__Input data__.
—————
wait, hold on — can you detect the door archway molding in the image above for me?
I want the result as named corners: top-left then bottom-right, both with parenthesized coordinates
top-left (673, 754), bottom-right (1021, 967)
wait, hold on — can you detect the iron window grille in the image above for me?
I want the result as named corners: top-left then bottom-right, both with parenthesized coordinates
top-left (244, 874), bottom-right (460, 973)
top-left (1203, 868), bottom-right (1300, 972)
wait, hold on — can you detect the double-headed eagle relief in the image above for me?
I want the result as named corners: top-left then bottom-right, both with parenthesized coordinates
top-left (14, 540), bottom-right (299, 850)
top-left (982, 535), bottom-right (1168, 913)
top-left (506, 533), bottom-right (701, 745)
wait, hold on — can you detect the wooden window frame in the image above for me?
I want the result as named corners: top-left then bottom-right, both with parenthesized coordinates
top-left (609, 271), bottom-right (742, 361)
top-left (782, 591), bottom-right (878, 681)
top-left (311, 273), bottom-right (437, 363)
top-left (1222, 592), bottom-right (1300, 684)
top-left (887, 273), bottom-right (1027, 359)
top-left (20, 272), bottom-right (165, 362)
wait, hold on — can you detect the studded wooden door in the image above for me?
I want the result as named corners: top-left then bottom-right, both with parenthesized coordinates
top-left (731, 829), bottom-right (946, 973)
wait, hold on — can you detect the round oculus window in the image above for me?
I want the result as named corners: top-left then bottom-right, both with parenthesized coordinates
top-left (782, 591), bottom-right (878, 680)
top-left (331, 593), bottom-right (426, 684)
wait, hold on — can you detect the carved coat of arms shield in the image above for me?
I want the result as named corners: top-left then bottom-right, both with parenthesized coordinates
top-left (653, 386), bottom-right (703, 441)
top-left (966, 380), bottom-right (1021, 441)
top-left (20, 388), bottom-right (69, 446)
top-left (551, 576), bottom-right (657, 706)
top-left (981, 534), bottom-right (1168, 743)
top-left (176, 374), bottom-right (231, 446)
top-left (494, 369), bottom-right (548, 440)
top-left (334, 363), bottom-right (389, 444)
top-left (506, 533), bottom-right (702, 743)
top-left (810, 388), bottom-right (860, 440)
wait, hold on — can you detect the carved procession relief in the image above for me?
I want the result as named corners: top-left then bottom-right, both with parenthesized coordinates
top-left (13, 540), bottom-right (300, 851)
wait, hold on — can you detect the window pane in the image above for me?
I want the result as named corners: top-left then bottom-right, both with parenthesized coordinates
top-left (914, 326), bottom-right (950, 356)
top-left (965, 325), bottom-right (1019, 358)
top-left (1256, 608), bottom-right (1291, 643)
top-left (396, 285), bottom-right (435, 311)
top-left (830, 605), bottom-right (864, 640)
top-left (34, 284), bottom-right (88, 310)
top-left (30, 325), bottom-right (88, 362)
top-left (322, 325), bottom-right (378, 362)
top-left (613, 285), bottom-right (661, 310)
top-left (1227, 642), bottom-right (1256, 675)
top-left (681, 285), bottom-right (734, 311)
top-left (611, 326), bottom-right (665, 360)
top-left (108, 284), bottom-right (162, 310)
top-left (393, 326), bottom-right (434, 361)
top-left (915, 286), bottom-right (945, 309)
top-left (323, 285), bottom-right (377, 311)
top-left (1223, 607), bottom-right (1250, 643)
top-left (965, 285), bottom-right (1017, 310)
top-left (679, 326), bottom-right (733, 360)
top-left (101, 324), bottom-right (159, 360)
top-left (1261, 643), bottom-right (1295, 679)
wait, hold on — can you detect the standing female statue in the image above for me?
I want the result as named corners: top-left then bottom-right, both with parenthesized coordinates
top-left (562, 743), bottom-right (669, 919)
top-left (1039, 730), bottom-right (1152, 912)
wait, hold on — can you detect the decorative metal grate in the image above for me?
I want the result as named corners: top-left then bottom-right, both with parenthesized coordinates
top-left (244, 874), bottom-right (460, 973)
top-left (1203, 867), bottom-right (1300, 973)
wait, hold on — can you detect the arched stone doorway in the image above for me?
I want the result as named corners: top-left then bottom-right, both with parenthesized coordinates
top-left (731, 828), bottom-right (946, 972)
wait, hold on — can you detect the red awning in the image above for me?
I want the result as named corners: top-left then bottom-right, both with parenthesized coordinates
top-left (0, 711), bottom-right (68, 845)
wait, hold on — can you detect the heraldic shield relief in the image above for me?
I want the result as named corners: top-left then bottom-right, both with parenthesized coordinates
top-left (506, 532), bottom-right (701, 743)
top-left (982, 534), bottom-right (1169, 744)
—————
__Problem requirements__. The response must hold only the lines above from the line with "wait, hold on — can you detect the iron" through the line with "wait, hold on — can you detect the double-headed", each copied exactly, both ends kept.

__Answer area__.
wait, hold on — can you detect the iron window grille in the image above for me?
I want the result as named corners: top-left then bottom-right, both with parenthesized coordinates
top-left (244, 874), bottom-right (460, 973)
top-left (1203, 868), bottom-right (1300, 972)
wait, hold on — can you detect the double-headed eagle relief in the image above for me?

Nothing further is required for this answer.